Читаем Анти-Ахматова полностью

Меня удивило тогда, что каждый выступавший, начиная говорить о литературе, съезжал на Пастернака. Большинство говорило, что Пастернак величайший поэт эпохи, и когда Борис Леонидович поднялся на эстраду, весь зал поднялся и долго аплодировал, не давая ему говорить. Едучи обратно, Борис Леонидович возмущался безумной тратой денег на банкеты и дорогую кормежку, и все для того, чтобы выяснить вопрос, какое место он занимает, настоящий художник не должен иметь ощущения своего места, и он не понимает выступлений товарищей.

Зинаида ПАСТЕРНАК. Воспоминания. Стр. 285


24 декабря 21.

«Вы читали журнал «Начала»? — «Нет, но видел, что там есть рецензия о вас». «Ах, да», — сказала она равнодушно, но потом столько раз возвращалась к этой рецензии, что стало ясно, какую рану представляет для нее эта глупая заметка Чудовского.

К. И. ЧУКОВСКИЙ. Дневник. 1901–1929. Стр. 184


Мой друг предложил встретиться с Ахматовой. Это имя не значило для меня тогда почти ничего. Во-первых, я вообще удивился, что она еще жива. Поскольку я собирался говорить с ней, я заблаговременно прочел два или три ее стихотворения, но это мало что дало. Когда мы садились на поезд, я вообще воспринимал все это как загородную прогулку. Ахматова жила на даче за городом.

Иосиф БРОДСКИЙ. Большая книга интервью. Стр. 174

Ему встретилась женщина: умная, трезвая, циничная, более старых он не знал — вся русская интеллигенция этого поколения была или выбита, или вывезена водным путем. К Пастернаку было не пробиться — тот был занят творчеством и не склонен был окружать себя свитой, делающей поэта. Да и Бродский, предчувствуя главенство, совсем не стремился — не думал о никаких окололитературных кругах. Ахматова поманила сама — и перед его глазами встали леса Германта. Оказывается, герцогини так долго живут.

Если бы Ахматова догадалась умереть в 1922 или в 1958 году, подумал бы о ней Бродский хоть раз, как он думал о вечно живом Пастернаке?


Как-то раз я сказал ей «поэтесса» — она на меня рассердилась и сказала: «Никогда не называйте меня и женщин, которые хорошие писательницы, поэтессами. Мы все только поэты. А поэтесса — это…» — она покачала головой и ничего больше не добавила.

(Задание): Выпишите дословно из текста об Ахматовой всё, что идёт от слов «Читаем Анти-Ахматова полностью» и до слов «глупая заметка Чудовского.» включительно.

(Сохранённые записи)
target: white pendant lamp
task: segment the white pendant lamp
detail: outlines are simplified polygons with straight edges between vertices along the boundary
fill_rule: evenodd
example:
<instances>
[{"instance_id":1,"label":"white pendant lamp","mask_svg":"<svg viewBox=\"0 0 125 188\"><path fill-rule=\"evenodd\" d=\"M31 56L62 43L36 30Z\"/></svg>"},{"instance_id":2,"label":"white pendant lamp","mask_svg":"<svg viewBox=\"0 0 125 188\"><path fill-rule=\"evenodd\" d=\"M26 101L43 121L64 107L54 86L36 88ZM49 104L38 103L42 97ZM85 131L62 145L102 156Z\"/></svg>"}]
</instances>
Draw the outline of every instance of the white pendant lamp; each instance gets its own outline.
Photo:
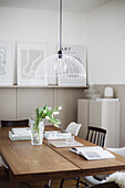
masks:
<instances>
[{"instance_id":1,"label":"white pendant lamp","mask_svg":"<svg viewBox=\"0 0 125 188\"><path fill-rule=\"evenodd\" d=\"M35 71L37 77L43 77L45 84L85 85L84 66L73 56L62 53L62 0L60 0L60 49L58 54L44 59Z\"/></svg>"}]
</instances>

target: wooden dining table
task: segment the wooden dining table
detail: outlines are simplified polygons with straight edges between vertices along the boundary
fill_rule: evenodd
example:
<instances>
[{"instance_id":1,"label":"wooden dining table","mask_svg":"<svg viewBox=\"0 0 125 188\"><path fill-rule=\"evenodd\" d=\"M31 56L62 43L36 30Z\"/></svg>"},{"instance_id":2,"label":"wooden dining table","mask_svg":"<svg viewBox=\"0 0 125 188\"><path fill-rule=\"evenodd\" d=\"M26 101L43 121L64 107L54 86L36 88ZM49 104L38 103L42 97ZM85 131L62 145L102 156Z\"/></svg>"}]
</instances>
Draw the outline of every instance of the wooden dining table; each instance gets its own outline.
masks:
<instances>
[{"instance_id":1,"label":"wooden dining table","mask_svg":"<svg viewBox=\"0 0 125 188\"><path fill-rule=\"evenodd\" d=\"M45 126L45 130L56 130ZM31 145L30 140L11 140L8 127L0 128L0 153L9 167L10 186L18 188L18 182L32 182L58 178L84 177L125 170L125 157L117 154L112 159L86 160L71 153L69 147L56 148L51 140L44 139L41 146ZM85 147L94 146L80 137L75 140Z\"/></svg>"}]
</instances>

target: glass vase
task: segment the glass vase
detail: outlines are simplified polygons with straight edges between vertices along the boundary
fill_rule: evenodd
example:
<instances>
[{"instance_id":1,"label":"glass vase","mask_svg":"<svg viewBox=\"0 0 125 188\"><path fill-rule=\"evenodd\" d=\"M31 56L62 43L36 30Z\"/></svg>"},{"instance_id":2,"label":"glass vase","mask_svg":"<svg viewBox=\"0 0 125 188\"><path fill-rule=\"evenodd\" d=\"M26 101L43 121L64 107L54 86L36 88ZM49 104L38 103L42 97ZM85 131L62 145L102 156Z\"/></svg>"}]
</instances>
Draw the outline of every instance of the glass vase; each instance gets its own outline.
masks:
<instances>
[{"instance_id":1,"label":"glass vase","mask_svg":"<svg viewBox=\"0 0 125 188\"><path fill-rule=\"evenodd\" d=\"M31 126L31 144L32 145L42 145L43 133L44 133L44 123L43 122L39 122L38 126L34 126L34 124L33 124Z\"/></svg>"}]
</instances>

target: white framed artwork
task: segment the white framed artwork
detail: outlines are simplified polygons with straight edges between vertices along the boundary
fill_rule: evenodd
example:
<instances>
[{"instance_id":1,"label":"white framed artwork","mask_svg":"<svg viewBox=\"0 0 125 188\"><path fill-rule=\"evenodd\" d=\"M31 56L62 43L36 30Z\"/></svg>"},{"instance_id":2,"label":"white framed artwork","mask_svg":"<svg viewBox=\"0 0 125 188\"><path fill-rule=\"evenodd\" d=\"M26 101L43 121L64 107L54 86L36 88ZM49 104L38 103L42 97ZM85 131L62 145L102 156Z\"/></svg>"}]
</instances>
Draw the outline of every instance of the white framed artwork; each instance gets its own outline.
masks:
<instances>
[{"instance_id":1,"label":"white framed artwork","mask_svg":"<svg viewBox=\"0 0 125 188\"><path fill-rule=\"evenodd\" d=\"M18 85L48 85L43 76L37 77L35 71L45 58L45 44L39 42L18 42Z\"/></svg>"},{"instance_id":2,"label":"white framed artwork","mask_svg":"<svg viewBox=\"0 0 125 188\"><path fill-rule=\"evenodd\" d=\"M63 44L62 52L65 55L70 55L79 60L85 70L85 76L79 79L63 79L59 77L59 85L75 85L75 86L85 86L86 85L86 46L82 45L70 45Z\"/></svg>"},{"instance_id":3,"label":"white framed artwork","mask_svg":"<svg viewBox=\"0 0 125 188\"><path fill-rule=\"evenodd\" d=\"M12 43L0 42L0 85L13 84Z\"/></svg>"}]
</instances>

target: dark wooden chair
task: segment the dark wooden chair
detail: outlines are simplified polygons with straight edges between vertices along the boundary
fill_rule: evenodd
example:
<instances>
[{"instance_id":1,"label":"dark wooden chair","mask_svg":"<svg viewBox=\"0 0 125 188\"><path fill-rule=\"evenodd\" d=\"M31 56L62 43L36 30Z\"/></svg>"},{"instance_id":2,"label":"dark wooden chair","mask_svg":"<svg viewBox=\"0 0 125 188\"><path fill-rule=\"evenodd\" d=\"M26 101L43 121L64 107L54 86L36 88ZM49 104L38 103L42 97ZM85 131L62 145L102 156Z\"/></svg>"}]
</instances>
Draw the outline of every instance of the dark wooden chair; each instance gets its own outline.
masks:
<instances>
[{"instance_id":1,"label":"dark wooden chair","mask_svg":"<svg viewBox=\"0 0 125 188\"><path fill-rule=\"evenodd\" d=\"M94 127L94 126L88 126L87 127L87 134L86 134L86 140L96 144L101 147L104 147L105 143L105 135L106 135L106 129L100 128L100 127ZM86 182L81 181L80 177L72 178L76 180L76 188L79 188L80 182L83 184L84 186L88 186ZM64 180L70 180L70 179L62 179L60 184L60 188L63 187Z\"/></svg>"},{"instance_id":2,"label":"dark wooden chair","mask_svg":"<svg viewBox=\"0 0 125 188\"><path fill-rule=\"evenodd\" d=\"M1 121L1 127L24 127L29 125L29 119L22 121Z\"/></svg>"},{"instance_id":3,"label":"dark wooden chair","mask_svg":"<svg viewBox=\"0 0 125 188\"><path fill-rule=\"evenodd\" d=\"M96 186L90 186L88 188L119 188L115 182L104 182Z\"/></svg>"},{"instance_id":4,"label":"dark wooden chair","mask_svg":"<svg viewBox=\"0 0 125 188\"><path fill-rule=\"evenodd\" d=\"M96 144L101 147L104 147L105 135L106 135L106 129L100 128L100 127L94 127L94 126L88 126L86 140L91 142L93 144Z\"/></svg>"},{"instance_id":5,"label":"dark wooden chair","mask_svg":"<svg viewBox=\"0 0 125 188\"><path fill-rule=\"evenodd\" d=\"M9 181L0 182L0 188L10 188L10 182ZM25 182L19 182L18 188L31 188L31 186L29 186Z\"/></svg>"},{"instance_id":6,"label":"dark wooden chair","mask_svg":"<svg viewBox=\"0 0 125 188\"><path fill-rule=\"evenodd\" d=\"M29 119L21 119L21 121L1 121L1 127L25 127L29 125ZM3 160L3 159L2 159ZM8 170L8 165L4 163L3 160L3 165L4 165L4 171L7 174L7 179L9 179L9 170ZM10 188L10 184L7 182L0 182L0 188ZM19 188L31 188L30 185L28 185L27 182L21 182L18 186Z\"/></svg>"}]
</instances>

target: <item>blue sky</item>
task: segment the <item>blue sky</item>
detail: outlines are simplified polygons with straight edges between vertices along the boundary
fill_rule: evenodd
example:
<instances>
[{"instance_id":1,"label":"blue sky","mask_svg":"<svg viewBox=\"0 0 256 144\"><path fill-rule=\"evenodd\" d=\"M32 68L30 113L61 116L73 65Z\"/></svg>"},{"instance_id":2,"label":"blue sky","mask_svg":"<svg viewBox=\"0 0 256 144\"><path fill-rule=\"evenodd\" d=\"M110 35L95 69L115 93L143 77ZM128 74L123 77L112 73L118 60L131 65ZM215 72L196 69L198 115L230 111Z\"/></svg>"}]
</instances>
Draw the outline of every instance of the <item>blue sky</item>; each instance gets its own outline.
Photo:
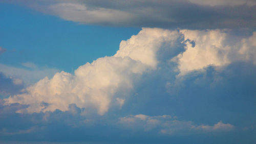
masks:
<instances>
[{"instance_id":1,"label":"blue sky","mask_svg":"<svg viewBox=\"0 0 256 144\"><path fill-rule=\"evenodd\" d=\"M255 143L255 10L1 1L0 143Z\"/></svg>"}]
</instances>

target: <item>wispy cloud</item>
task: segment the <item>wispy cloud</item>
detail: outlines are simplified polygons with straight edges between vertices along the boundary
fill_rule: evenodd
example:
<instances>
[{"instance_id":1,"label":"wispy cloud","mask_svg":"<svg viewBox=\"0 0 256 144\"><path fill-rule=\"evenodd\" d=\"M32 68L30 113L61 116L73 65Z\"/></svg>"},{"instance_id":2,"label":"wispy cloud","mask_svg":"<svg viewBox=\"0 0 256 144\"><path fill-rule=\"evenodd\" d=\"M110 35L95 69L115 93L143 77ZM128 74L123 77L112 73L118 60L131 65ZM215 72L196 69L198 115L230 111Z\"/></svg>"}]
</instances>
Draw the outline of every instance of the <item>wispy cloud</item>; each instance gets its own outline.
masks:
<instances>
[{"instance_id":1,"label":"wispy cloud","mask_svg":"<svg viewBox=\"0 0 256 144\"><path fill-rule=\"evenodd\" d=\"M5 53L6 51L6 49L5 49L3 48L2 47L0 46L0 55Z\"/></svg>"},{"instance_id":2,"label":"wispy cloud","mask_svg":"<svg viewBox=\"0 0 256 144\"><path fill-rule=\"evenodd\" d=\"M256 27L253 0L19 2L44 13L86 24L199 29Z\"/></svg>"}]
</instances>

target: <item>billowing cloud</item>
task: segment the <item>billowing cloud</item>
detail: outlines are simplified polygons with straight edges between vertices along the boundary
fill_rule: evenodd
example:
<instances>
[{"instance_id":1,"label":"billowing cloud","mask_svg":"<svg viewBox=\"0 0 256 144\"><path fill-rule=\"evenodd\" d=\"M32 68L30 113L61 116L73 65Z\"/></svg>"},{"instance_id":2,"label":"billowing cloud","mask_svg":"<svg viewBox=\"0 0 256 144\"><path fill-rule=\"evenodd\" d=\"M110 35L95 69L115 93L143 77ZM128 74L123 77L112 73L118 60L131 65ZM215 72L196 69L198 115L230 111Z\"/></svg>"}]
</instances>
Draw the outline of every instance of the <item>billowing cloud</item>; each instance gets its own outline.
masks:
<instances>
[{"instance_id":1,"label":"billowing cloud","mask_svg":"<svg viewBox=\"0 0 256 144\"><path fill-rule=\"evenodd\" d=\"M236 38L225 30L181 30L184 35L186 51L173 58L184 75L202 70L209 65L223 66L232 62L250 61L256 64L256 33L247 38Z\"/></svg>"},{"instance_id":2,"label":"billowing cloud","mask_svg":"<svg viewBox=\"0 0 256 144\"><path fill-rule=\"evenodd\" d=\"M200 29L256 26L256 3L253 0L55 0L12 3L86 24Z\"/></svg>"},{"instance_id":3,"label":"billowing cloud","mask_svg":"<svg viewBox=\"0 0 256 144\"><path fill-rule=\"evenodd\" d=\"M254 143L255 35L143 28L113 56L0 100L0 138ZM8 71L31 71L0 66L12 85L23 81Z\"/></svg>"},{"instance_id":4,"label":"billowing cloud","mask_svg":"<svg viewBox=\"0 0 256 144\"><path fill-rule=\"evenodd\" d=\"M151 116L144 114L130 115L119 118L119 123L128 129L147 131L157 129L163 134L178 134L186 133L200 133L214 131L228 131L234 129L229 124L219 122L214 126L196 125L191 122L181 121L175 116L163 115ZM184 133L185 132L185 133Z\"/></svg>"},{"instance_id":5,"label":"billowing cloud","mask_svg":"<svg viewBox=\"0 0 256 144\"><path fill-rule=\"evenodd\" d=\"M82 65L74 75L61 71L52 79L46 77L28 87L24 93L6 99L6 104L29 105L29 113L57 109L67 111L70 104L75 104L80 108L96 108L103 114L118 90L131 89L133 82L140 76L156 68L157 52L163 44L174 46L180 35L177 31L143 29L138 35L122 41L113 56ZM124 99L119 98L117 100L122 105ZM45 103L49 105L43 104Z\"/></svg>"},{"instance_id":6,"label":"billowing cloud","mask_svg":"<svg viewBox=\"0 0 256 144\"><path fill-rule=\"evenodd\" d=\"M228 40L231 36L219 30L143 28L137 35L121 41L119 50L113 56L87 63L75 70L74 75L61 71L52 79L46 77L28 87L24 93L5 99L5 104L29 105L26 109L18 111L29 113L56 109L65 111L75 104L80 108L96 109L102 115L114 101L119 106L123 105L129 91L141 76L161 68L158 65L163 60L158 56L165 53L166 49L180 49L181 53L178 56L167 53L169 55L167 61L177 65L176 70L181 76L209 66L221 69L236 61L254 62L255 35L254 33L234 43ZM181 44L185 50L179 46ZM168 70L174 68L169 66Z\"/></svg>"}]
</instances>

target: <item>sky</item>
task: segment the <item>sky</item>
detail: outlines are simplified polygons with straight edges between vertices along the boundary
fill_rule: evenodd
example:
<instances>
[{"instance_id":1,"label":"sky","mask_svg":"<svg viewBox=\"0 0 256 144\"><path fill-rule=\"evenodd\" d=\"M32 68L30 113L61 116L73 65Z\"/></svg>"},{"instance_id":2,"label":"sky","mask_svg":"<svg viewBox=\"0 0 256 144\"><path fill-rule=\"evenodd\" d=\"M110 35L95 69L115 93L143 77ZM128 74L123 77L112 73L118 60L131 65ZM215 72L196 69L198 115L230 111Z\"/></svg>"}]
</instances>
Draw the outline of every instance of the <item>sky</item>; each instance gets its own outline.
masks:
<instances>
[{"instance_id":1,"label":"sky","mask_svg":"<svg viewBox=\"0 0 256 144\"><path fill-rule=\"evenodd\" d=\"M0 143L255 143L254 0L0 0Z\"/></svg>"}]
</instances>

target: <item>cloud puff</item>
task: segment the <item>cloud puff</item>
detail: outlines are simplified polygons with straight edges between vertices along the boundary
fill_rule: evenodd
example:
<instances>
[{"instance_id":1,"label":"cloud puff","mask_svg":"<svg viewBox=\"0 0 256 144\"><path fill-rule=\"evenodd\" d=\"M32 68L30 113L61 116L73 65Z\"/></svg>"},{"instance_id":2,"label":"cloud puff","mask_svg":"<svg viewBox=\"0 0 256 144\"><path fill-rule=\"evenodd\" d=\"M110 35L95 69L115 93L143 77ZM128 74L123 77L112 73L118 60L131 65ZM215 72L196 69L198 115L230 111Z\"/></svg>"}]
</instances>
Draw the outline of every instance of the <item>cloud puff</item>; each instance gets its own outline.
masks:
<instances>
[{"instance_id":1,"label":"cloud puff","mask_svg":"<svg viewBox=\"0 0 256 144\"><path fill-rule=\"evenodd\" d=\"M57 109L67 111L70 104L75 104L80 108L96 108L103 114L108 111L115 93L120 89L131 89L134 79L155 69L156 52L163 43L173 45L179 36L177 31L144 28L138 35L122 41L113 56L87 63L76 69L74 75L61 71L52 79L46 77L28 87L24 93L5 99L6 104L30 105L27 109L29 113ZM122 105L123 99L119 98L117 100Z\"/></svg>"},{"instance_id":2,"label":"cloud puff","mask_svg":"<svg viewBox=\"0 0 256 144\"><path fill-rule=\"evenodd\" d=\"M173 58L178 63L180 75L202 70L209 65L223 66L232 62L251 61L256 64L256 33L247 38L235 39L225 30L181 30L186 51Z\"/></svg>"},{"instance_id":3,"label":"cloud puff","mask_svg":"<svg viewBox=\"0 0 256 144\"><path fill-rule=\"evenodd\" d=\"M180 121L176 117L163 115L151 116L144 114L131 115L119 118L119 123L128 129L144 131L158 130L159 132L164 134L177 134L179 133L198 133L214 131L228 131L234 129L229 124L223 124L219 122L214 126L205 125L196 125L191 122ZM185 133L184 133L185 132Z\"/></svg>"},{"instance_id":4,"label":"cloud puff","mask_svg":"<svg viewBox=\"0 0 256 144\"><path fill-rule=\"evenodd\" d=\"M176 67L161 61L163 59L159 55L166 53L166 49L180 49L181 53L178 56L167 53L169 56L166 59L177 65L178 76L183 76L209 66L221 69L236 61L254 62L255 35L254 33L233 43L228 40L231 36L219 30L143 28L137 35L121 41L114 56L87 63L75 70L74 75L61 71L52 79L46 77L28 87L24 93L5 99L5 104L29 105L19 111L29 113L67 111L70 104L75 104L80 108L96 109L102 115L114 101L122 106L129 95L123 91L132 90L143 75L161 69L163 65L169 66L168 70ZM180 47L181 44L185 50Z\"/></svg>"},{"instance_id":5,"label":"cloud puff","mask_svg":"<svg viewBox=\"0 0 256 144\"><path fill-rule=\"evenodd\" d=\"M256 26L253 0L19 2L44 13L86 24L201 29Z\"/></svg>"}]
</instances>

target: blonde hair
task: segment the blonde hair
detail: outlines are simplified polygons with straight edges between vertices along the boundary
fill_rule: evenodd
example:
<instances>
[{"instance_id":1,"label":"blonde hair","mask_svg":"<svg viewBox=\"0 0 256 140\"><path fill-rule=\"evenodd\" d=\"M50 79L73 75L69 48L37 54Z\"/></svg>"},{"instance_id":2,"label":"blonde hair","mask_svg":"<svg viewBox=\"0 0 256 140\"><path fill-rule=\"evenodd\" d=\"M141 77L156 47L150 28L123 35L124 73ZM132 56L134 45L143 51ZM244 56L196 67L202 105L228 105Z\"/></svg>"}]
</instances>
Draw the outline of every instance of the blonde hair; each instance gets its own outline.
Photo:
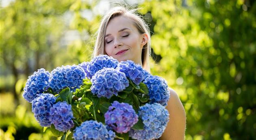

(Полный ответ):
Читаем Анти-Ахматова полностью

Меня удивило тогда, что каждый выступавший, начиная говорить о литературе, съезжал на Пастернака. Большинство говорило, что Пастернак величайший поэт эпохи, и когда Борис Леонидович поднялся на эстраду, весь зал поднялся и долго аплодировал, не давая ему говорить. Едучи обратно, Борис Леонидович возмущался безумной тратой денег на банкеты и дорогую кормежку, и все для того, чтобы выяснить вопрос, какое место он занимает, настоящий художник не должен иметь ощущения своего места, и он не понимает выступлений товарищей.

Зинаида ПАСТЕРНАК. Воспоминания. Стр. 285


24 декабря 21.

«Вы читали журнал «Начала»? — «Нет, но видел, что там есть рецензия о вас». «Ах, да», — сказала она равнодушно, но потом столько раз возвращалась к этой рецензии, что стало ясно, какую рану представляет для нее эта глупая заметка Чудовского.